Copy out the records in full, word for word, without pictures.

------ Supplied records

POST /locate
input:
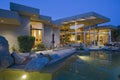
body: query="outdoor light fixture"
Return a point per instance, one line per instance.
(2, 21)
(91, 17)
(24, 76)
(76, 26)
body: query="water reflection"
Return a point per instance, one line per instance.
(103, 58)
(95, 65)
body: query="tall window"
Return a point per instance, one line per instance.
(36, 31)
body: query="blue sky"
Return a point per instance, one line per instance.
(65, 8)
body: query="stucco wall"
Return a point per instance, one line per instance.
(10, 32)
(47, 36)
(48, 31)
(56, 32)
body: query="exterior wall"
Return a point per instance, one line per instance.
(56, 32)
(47, 36)
(11, 32)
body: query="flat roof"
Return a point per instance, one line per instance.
(98, 19)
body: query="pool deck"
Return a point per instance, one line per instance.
(61, 53)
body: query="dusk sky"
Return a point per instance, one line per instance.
(64, 8)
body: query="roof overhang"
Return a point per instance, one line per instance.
(9, 17)
(88, 19)
(106, 27)
(33, 13)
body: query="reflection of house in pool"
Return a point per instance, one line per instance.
(101, 57)
(23, 20)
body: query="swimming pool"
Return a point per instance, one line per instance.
(95, 65)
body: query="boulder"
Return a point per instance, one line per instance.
(18, 59)
(5, 58)
(37, 64)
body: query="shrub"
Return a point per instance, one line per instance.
(40, 46)
(26, 43)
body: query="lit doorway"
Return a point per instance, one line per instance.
(37, 33)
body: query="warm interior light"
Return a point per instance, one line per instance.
(91, 17)
(24, 76)
(2, 21)
(77, 26)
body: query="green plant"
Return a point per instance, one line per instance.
(26, 43)
(40, 46)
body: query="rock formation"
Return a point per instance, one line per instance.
(5, 58)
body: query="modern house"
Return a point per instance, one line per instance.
(23, 20)
(84, 28)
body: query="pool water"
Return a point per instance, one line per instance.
(95, 65)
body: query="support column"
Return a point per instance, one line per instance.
(98, 38)
(110, 36)
(94, 36)
(90, 36)
(75, 32)
(84, 37)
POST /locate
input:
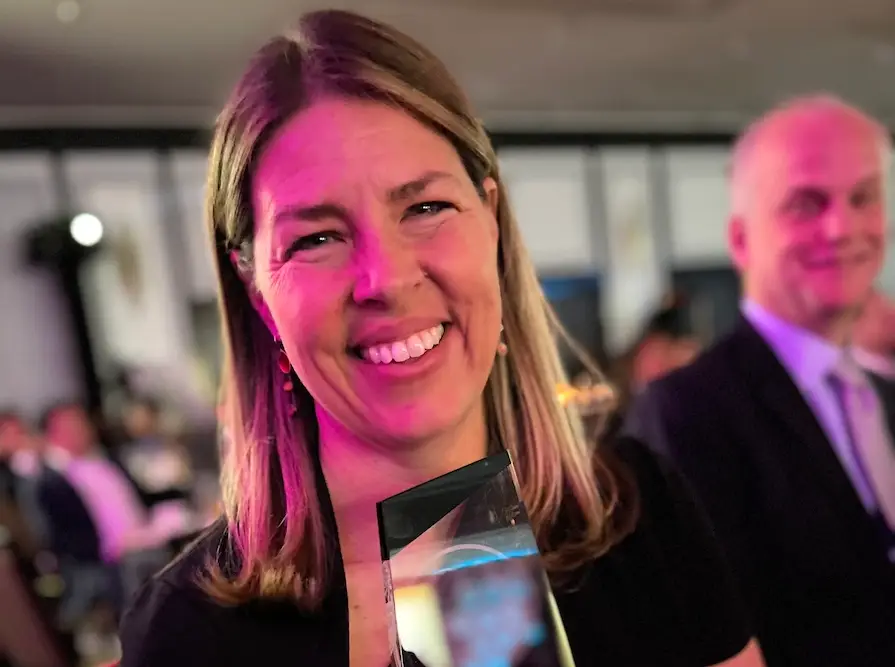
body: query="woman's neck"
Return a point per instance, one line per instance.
(358, 475)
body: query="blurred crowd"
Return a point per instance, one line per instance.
(89, 509)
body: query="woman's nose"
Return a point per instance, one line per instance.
(386, 267)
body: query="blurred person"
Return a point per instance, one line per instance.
(873, 336)
(19, 466)
(775, 426)
(155, 460)
(95, 515)
(19, 448)
(384, 326)
(666, 344)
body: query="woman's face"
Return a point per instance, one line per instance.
(376, 265)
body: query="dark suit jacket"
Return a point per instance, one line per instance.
(812, 563)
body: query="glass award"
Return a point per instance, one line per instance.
(464, 580)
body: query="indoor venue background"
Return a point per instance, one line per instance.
(613, 121)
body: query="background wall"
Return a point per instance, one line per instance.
(637, 218)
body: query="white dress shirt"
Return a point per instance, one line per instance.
(809, 359)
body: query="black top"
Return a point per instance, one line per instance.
(660, 597)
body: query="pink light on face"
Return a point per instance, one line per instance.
(815, 229)
(369, 231)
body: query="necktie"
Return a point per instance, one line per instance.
(871, 442)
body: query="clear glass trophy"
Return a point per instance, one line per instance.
(463, 576)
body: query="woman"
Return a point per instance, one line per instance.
(384, 326)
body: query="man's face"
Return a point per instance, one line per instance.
(810, 242)
(71, 429)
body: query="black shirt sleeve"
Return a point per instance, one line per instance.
(167, 626)
(674, 544)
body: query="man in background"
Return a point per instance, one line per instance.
(874, 336)
(776, 426)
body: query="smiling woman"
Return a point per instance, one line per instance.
(384, 326)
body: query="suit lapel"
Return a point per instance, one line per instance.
(807, 442)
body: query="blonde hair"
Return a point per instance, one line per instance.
(277, 532)
(741, 186)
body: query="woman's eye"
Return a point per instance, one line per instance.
(429, 208)
(310, 242)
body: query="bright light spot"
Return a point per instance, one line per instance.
(86, 229)
(68, 11)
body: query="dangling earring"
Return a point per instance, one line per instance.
(285, 367)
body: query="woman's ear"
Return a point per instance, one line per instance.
(492, 199)
(244, 270)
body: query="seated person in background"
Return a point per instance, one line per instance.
(19, 448)
(19, 467)
(156, 461)
(385, 325)
(94, 514)
(665, 344)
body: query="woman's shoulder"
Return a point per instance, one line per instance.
(172, 621)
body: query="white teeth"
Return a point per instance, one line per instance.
(413, 347)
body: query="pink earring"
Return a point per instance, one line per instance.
(285, 367)
(502, 346)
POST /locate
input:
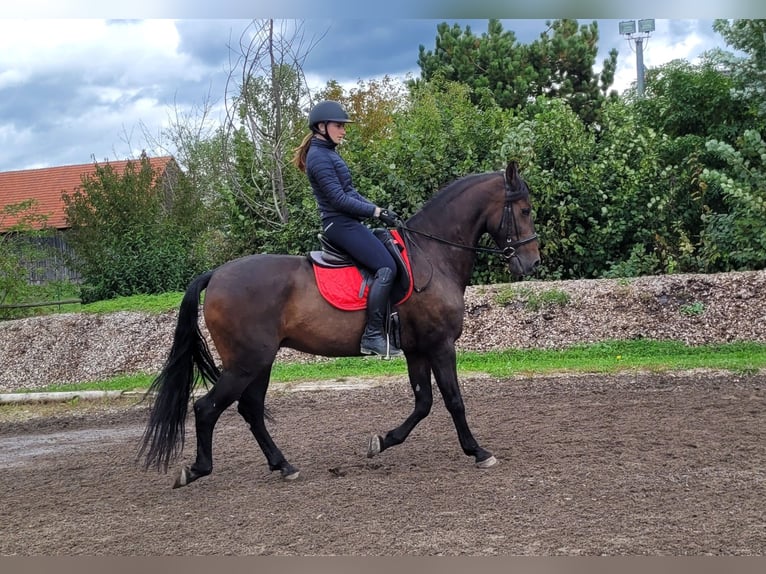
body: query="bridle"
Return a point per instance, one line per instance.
(509, 250)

------------

**Solution for this exercise:**
POST /locate
input:
body: query="outdoor light fixture"
Return a point per instance, one line per instance.
(2, 21)
(91, 17)
(24, 76)
(76, 26)
body: query="water reflection"
Return a point per instance, one line per instance.
(103, 58)
(95, 65)
body: query="tall window"
Return a point per instance, one line per instance.
(36, 31)
body: query="blue sky"
Return a point per instance, one line per instance.
(65, 8)
body: query="stucco wall"
Return a point per instance, one line per instance.
(10, 32)
(47, 36)
(48, 31)
(56, 32)
body: query="exterior wall"
Return a point per instance, one line per instance.
(56, 32)
(47, 36)
(11, 32)
body: query="flat roof"
Return a point per instance, one line per instance.
(98, 19)
body: query="pool deck"
Return a point per instance, one line per instance.
(61, 53)
body: query="dusk sky"
Return a point per instance, one line per instance.
(64, 8)
body: query="roof overhang"
Return a point per instance, one line per instance.
(9, 17)
(88, 19)
(106, 27)
(33, 13)
body: query="reflection of house in pool"
Return a point per instance, one line per instance.
(101, 57)
(23, 20)
body: query="swimming pool"
Return a point per instance, one line per instance.
(95, 65)
body: query="boulder"
Return a point per instance, one line per instance.
(18, 59)
(5, 58)
(37, 64)
body: query="shrub"
Return a point per instance, one line per instance.
(40, 46)
(26, 43)
body: query="lit doorway"
Return a point per instance, one line per instance.
(37, 33)
body: query="warm interior light"
Return a point per instance, one line per instance.
(91, 17)
(24, 76)
(2, 21)
(77, 26)
body: query="green plant"
Return a point per instance, one line per instance.
(26, 43)
(40, 46)
body: query="rock formation"
Return a point per instance, one line per instance.
(5, 58)
body: query="modern house"
Return a point per instance, one line per instance.
(23, 20)
(84, 28)
body: query="pool water"
Return a point per instance, one line per instance.
(95, 65)
body: query="support column"
Return a point per instance, one line per instance.
(98, 38)
(110, 36)
(94, 36)
(90, 36)
(75, 32)
(84, 37)
POST /locate
input:
body: query="woman's neck"
Return a point per instance, one line per instance.
(358, 475)
body: query="blurred crowd"
Return a point per instance, one line per instance.
(89, 509)
body: query="woman's nose"
Return a point per instance, one line per instance.
(386, 267)
body: query="blurred person"
Return a point per instance, one line per instance.
(873, 336)
(19, 466)
(775, 426)
(155, 460)
(95, 515)
(19, 448)
(384, 326)
(666, 344)
body: query="woman's face"
Return a point per instance, one line per instance.
(376, 265)
body: query="dark suit jacket"
Return a point per instance, one line per instance.
(812, 563)
body: query="glass award"
Return a point per instance, one line per instance.
(464, 580)
body: query="indoor venue background"
Return a point per instance, one line per instance.
(613, 121)
body: query="background wall"
Return a point per instance, one line per instance.
(637, 218)
body: query="white dress shirt"
Return a point per instance, one line per instance.
(809, 359)
body: query="black top"
Return a point per instance, one line per instance.
(660, 597)
body: query="pink light on face"
Return a point per instance, one line per instance.
(815, 229)
(369, 231)
body: query="necktie"
Return a point per instance, one line per instance.
(871, 442)
body: query="clear glass trophy"
Return a point per instance, one line per instance.
(463, 576)
body: query="woman"
Return a point per instance, one line per instance.
(384, 326)
body: query="man's face"
Return a point per instance, one line per instance.
(810, 242)
(71, 429)
body: query="black shirt sleeve"
Return a point per instance, one line per instance.
(167, 626)
(674, 544)
body: query="man in background"
Return a point per instance, one line per instance.
(874, 336)
(776, 426)
body: query="smiling woman"
Return a point per instance, one line per instance.
(384, 326)
body: query="suit lapel"
Return a point per instance, one line per instance.
(807, 442)
body: query="blonde hair"
Return a point per instance, one line per instance.
(277, 532)
(741, 186)
body: query="woman's eye"
Return a point per instance, one line per instance.
(429, 208)
(310, 242)
body: query="bright light spot"
Return a point per instance, one line per instance.
(86, 229)
(68, 11)
body: query="dangling earring"
Return a point per instance, one line per instance.
(285, 367)
body: query="woman's ear"
Return a point per instance, one line per instance.
(492, 199)
(244, 270)
body: query="seated person in background"
Return a point per instance, one line per instance.
(19, 448)
(19, 467)
(156, 461)
(385, 325)
(94, 514)
(665, 344)
body: query="woman's shoulder"
Return a point per instance, one line per instance.
(172, 621)
body: query="white teeth"
Return a point per instance, one line per instance.
(413, 347)
body: query="pink earring"
Return a point per instance, one line per instance.
(285, 367)
(502, 346)
POST /locate
input:
body: query="bridle"
Return a point per instance, one line per instance.
(509, 250)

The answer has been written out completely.